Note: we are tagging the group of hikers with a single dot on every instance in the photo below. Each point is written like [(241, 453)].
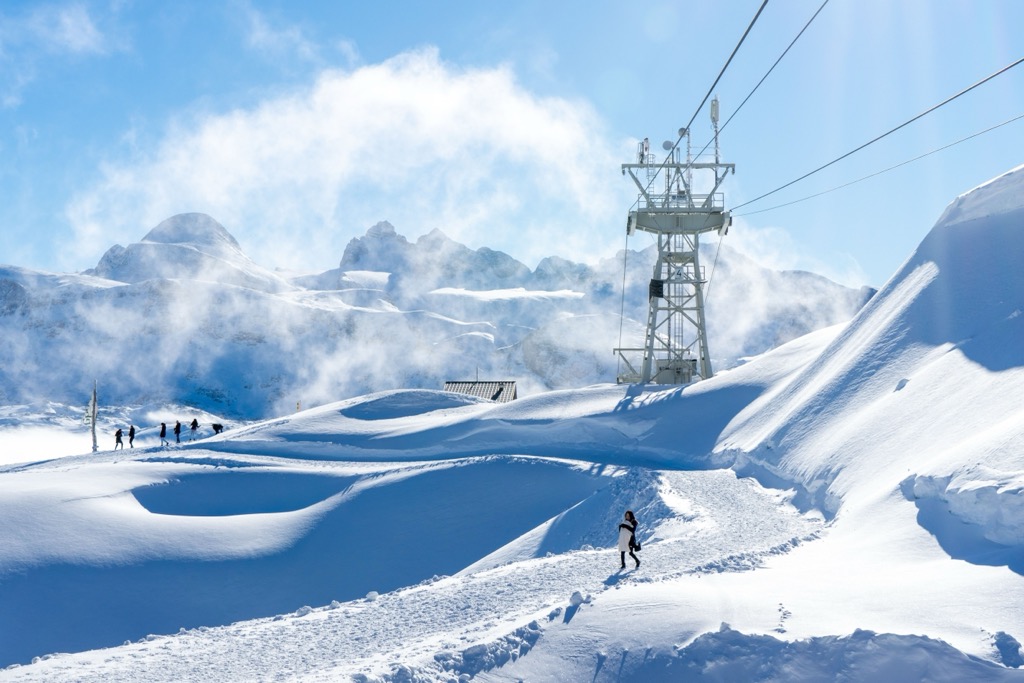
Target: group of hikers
[(194, 426)]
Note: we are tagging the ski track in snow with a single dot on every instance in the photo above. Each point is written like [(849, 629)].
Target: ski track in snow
[(730, 524)]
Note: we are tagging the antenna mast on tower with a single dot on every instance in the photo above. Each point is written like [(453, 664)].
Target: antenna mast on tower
[(675, 348)]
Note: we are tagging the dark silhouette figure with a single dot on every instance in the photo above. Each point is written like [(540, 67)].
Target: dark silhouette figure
[(627, 539)]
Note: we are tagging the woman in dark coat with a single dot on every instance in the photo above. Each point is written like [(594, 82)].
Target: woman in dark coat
[(627, 539)]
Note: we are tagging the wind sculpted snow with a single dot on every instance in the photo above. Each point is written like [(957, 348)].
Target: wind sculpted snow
[(844, 507)]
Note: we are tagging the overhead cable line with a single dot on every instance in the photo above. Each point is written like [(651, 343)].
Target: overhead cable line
[(891, 168), (887, 133), (735, 112), (707, 95), (763, 78)]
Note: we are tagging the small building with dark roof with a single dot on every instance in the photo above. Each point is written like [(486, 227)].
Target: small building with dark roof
[(501, 391)]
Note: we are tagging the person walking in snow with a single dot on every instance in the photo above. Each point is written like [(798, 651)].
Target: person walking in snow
[(627, 539)]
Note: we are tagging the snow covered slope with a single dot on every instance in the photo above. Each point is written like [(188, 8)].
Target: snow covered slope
[(844, 507)]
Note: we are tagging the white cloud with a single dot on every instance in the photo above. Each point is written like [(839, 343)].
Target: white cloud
[(262, 36), (413, 140), (48, 30), (68, 29)]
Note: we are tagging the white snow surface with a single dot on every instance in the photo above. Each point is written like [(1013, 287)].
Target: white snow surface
[(845, 507)]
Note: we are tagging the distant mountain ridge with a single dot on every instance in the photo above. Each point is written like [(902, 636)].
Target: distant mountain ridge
[(184, 315)]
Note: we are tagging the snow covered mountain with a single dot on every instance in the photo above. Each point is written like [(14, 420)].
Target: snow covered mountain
[(184, 316), (844, 507)]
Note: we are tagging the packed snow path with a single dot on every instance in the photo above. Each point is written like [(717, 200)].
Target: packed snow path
[(697, 522)]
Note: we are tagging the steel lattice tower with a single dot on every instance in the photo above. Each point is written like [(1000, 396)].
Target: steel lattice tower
[(675, 348)]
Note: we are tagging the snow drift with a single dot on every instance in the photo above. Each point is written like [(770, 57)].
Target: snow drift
[(843, 507)]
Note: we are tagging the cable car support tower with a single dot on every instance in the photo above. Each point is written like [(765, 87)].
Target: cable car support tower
[(675, 348)]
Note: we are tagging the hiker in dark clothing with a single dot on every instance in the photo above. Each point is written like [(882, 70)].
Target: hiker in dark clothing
[(627, 539)]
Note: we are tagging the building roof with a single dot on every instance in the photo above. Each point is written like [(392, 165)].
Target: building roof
[(501, 391)]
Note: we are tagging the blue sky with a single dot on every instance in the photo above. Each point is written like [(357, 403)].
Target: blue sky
[(299, 125)]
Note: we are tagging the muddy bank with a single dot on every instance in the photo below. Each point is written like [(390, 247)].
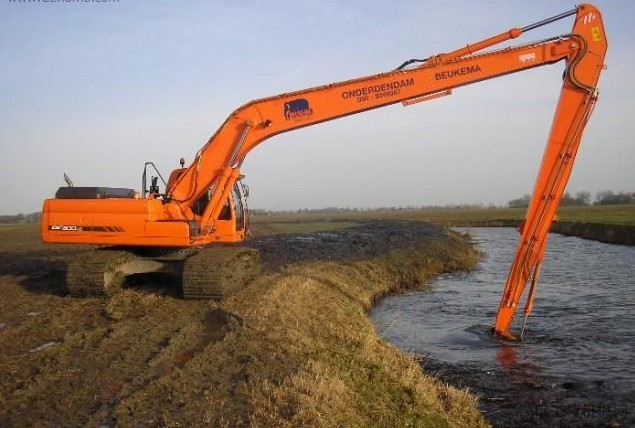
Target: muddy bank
[(293, 348), (514, 398), (622, 234)]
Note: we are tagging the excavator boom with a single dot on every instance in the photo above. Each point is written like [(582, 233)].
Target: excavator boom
[(203, 203)]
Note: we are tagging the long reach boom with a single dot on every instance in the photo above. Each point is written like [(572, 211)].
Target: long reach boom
[(204, 202)]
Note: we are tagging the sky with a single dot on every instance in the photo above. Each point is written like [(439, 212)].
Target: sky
[(95, 89)]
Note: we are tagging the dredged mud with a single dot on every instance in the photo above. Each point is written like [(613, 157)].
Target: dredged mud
[(105, 362)]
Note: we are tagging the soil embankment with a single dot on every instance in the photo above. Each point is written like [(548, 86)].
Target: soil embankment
[(293, 348)]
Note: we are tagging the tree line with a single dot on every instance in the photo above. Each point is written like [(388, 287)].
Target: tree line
[(604, 197)]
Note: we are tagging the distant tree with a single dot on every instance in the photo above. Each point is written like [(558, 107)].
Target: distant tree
[(520, 202), (580, 198), (583, 198), (608, 197)]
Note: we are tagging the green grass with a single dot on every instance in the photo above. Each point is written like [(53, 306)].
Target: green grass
[(614, 214)]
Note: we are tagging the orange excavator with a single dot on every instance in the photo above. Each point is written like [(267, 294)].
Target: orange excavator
[(203, 205)]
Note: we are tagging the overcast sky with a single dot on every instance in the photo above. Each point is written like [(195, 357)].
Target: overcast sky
[(96, 89)]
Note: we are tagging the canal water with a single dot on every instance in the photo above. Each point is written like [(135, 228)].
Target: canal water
[(575, 365)]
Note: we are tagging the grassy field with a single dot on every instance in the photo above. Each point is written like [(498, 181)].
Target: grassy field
[(613, 214), (293, 348), (611, 224)]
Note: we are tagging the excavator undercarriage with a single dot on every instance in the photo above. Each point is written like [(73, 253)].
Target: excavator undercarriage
[(202, 210), (212, 272)]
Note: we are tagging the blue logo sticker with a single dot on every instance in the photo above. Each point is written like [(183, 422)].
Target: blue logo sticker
[(297, 109)]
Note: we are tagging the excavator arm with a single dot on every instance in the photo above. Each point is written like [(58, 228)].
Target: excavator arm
[(200, 200)]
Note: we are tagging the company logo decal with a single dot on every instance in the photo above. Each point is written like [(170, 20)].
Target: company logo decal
[(527, 57), (297, 109), (457, 72)]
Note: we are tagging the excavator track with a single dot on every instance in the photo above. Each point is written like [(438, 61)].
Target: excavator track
[(96, 273), (219, 271)]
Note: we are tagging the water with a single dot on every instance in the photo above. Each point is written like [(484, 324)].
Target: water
[(575, 364)]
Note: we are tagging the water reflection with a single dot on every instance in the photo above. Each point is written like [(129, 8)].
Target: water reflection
[(579, 341)]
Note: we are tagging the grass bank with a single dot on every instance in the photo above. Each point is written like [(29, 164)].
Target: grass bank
[(294, 348)]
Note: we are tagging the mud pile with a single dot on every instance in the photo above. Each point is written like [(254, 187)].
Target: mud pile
[(293, 348)]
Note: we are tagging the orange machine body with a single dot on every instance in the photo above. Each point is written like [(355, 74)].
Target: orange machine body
[(205, 202)]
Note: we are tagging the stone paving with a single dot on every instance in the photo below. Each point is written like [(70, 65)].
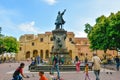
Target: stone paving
[(7, 69)]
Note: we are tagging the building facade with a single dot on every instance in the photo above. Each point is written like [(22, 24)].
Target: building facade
[(33, 45)]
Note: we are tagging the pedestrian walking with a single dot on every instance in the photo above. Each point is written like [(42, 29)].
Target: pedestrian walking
[(18, 74), (96, 65), (86, 72), (78, 65), (42, 76), (56, 65), (117, 60)]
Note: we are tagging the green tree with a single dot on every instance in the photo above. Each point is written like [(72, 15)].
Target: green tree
[(2, 48), (105, 34)]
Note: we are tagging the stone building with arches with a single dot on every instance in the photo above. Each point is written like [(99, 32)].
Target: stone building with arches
[(41, 45), (33, 45)]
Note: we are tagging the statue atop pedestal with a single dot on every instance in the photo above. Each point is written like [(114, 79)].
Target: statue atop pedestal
[(59, 20), (59, 34)]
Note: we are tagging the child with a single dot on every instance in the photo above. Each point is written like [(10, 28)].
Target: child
[(86, 72), (42, 76)]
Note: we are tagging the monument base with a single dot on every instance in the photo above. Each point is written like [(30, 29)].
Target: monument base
[(47, 68)]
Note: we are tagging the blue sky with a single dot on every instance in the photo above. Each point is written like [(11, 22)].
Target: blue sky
[(19, 17)]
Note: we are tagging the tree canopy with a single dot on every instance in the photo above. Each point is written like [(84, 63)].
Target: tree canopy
[(105, 34)]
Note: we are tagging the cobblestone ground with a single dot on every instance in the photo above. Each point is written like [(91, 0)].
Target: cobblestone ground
[(6, 70)]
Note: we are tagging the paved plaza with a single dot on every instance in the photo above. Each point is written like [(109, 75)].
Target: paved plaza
[(7, 69)]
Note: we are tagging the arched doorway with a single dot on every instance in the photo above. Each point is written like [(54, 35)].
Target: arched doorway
[(35, 53), (27, 55), (47, 54), (70, 53)]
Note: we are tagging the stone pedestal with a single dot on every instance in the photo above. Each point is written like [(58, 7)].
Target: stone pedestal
[(59, 37)]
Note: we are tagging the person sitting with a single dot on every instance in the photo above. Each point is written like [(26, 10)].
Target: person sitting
[(18, 72), (42, 76)]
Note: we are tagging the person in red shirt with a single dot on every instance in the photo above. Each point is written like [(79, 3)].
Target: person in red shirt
[(18, 72), (42, 76)]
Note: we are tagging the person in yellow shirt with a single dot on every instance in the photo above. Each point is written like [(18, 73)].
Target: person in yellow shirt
[(86, 72)]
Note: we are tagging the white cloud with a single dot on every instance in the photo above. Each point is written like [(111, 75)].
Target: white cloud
[(80, 34), (28, 27), (50, 2)]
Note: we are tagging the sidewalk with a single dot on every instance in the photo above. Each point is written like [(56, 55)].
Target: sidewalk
[(7, 69)]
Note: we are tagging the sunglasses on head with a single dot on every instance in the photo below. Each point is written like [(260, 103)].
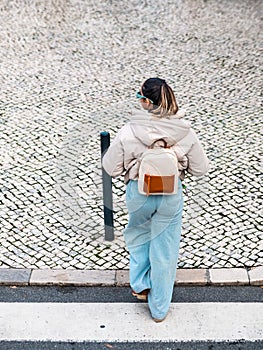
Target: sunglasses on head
[(138, 95)]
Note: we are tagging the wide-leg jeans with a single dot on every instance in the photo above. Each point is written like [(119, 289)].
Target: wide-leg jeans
[(152, 237)]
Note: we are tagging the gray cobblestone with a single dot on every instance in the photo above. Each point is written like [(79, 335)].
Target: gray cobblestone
[(63, 81)]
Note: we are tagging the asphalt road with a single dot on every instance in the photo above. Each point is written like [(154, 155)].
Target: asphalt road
[(121, 294)]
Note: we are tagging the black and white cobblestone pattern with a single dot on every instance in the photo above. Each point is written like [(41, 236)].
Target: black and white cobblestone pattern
[(70, 69)]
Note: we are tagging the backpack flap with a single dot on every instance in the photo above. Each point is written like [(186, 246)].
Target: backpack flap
[(158, 172)]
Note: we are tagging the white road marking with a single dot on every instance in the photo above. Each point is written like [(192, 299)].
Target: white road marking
[(123, 322)]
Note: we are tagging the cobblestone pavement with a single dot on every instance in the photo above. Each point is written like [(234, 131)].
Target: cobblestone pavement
[(69, 69)]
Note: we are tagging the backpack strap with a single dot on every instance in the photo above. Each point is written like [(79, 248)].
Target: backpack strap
[(164, 142)]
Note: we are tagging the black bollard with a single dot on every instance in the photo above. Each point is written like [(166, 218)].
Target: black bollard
[(107, 190)]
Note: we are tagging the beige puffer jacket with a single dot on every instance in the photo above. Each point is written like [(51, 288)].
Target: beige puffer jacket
[(123, 155)]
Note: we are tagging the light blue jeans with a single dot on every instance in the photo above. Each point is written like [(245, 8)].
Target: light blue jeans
[(153, 239)]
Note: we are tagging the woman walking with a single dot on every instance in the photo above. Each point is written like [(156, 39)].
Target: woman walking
[(153, 232)]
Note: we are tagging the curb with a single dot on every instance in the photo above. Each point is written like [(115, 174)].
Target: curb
[(185, 277)]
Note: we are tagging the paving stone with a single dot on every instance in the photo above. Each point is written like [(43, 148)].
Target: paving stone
[(72, 277), (256, 276), (14, 276), (51, 165), (122, 277), (191, 276), (232, 276)]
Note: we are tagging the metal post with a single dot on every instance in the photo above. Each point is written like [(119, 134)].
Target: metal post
[(107, 190)]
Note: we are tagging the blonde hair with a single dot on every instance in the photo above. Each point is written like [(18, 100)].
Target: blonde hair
[(164, 102)]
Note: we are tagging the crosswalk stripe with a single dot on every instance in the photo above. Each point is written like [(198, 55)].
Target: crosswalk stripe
[(121, 322)]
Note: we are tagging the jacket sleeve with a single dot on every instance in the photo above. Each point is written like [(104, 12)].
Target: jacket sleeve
[(198, 163), (113, 160)]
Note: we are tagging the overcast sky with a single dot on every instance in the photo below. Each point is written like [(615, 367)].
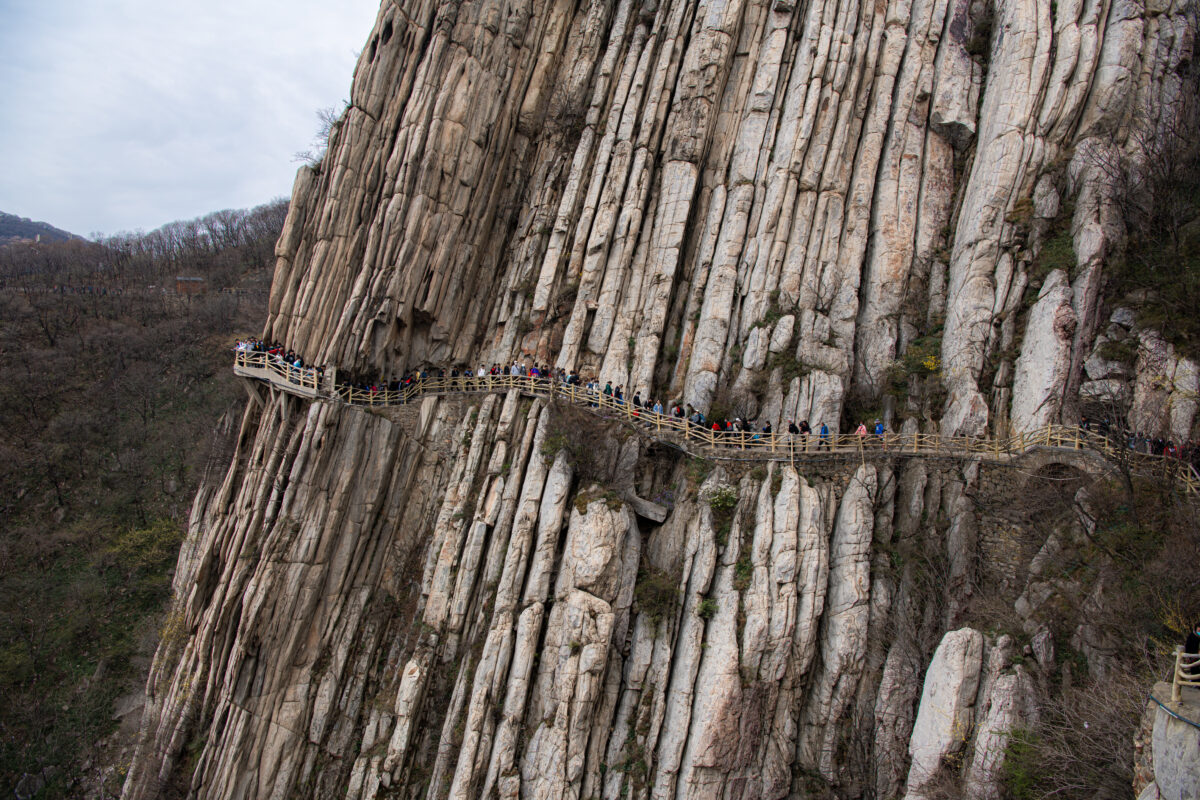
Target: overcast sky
[(126, 114)]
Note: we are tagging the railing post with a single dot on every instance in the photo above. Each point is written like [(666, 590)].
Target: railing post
[(1176, 686)]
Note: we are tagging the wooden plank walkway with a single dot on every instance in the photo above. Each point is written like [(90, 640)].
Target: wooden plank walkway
[(703, 441)]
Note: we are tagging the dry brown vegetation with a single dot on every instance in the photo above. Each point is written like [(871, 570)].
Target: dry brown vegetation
[(112, 390)]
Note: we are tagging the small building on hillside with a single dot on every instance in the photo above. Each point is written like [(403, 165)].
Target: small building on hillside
[(190, 286)]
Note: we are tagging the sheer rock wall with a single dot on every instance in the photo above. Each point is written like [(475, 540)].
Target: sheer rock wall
[(750, 203)]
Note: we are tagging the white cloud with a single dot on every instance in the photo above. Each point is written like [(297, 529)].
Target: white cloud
[(132, 113)]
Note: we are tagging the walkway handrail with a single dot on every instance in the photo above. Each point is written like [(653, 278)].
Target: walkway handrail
[(1186, 673), (775, 445)]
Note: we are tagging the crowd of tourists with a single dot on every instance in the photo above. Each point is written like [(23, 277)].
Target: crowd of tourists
[(287, 360), (735, 431), (1139, 441)]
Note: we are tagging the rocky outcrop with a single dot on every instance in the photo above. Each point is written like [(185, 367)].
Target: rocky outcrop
[(755, 206)]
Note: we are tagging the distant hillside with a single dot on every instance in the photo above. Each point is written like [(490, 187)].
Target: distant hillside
[(13, 228)]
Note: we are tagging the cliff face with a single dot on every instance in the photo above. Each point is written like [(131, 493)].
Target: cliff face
[(757, 205)]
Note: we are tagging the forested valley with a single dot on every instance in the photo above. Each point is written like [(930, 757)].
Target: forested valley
[(117, 396)]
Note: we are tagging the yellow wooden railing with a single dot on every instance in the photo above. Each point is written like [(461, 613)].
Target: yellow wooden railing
[(775, 445), (1187, 673)]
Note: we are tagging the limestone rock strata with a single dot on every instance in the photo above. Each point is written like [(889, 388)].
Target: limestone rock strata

......

- EXERCISE GOAL:
Render the records from the line with "like [(195, 357)]." up to and including the line with "[(202, 210), (212, 272)]" as a two-column CSV with the header text,points. Give one row per record, with each value in a single quoted field and line breaks replaced by spaces.

- OUTPUT FOR THIS EXERCISE:
text,points
"Note: we are tagging the overcast sky with a single dot on every instance in the photo above. Each point is written like [(195, 357)]. Target: overcast sky","[(96, 89)]"
"Note: we are tagging the canal water with a single dot on every instance in the photo above. Each point is written like [(135, 228)]. Target: canal water","[(575, 365)]"
"Note: we are tagging the grassy field with a single dot on every instance in the photo above. Each point is written like [(498, 181)]. Target: grassy field","[(613, 214), (293, 348), (611, 224)]"
"Note: we are tagging the excavator undercarriage with a single dot on every instance in the photo above. Each point is written like [(73, 253)]. Target: excavator undercarriage","[(202, 210), (212, 272)]"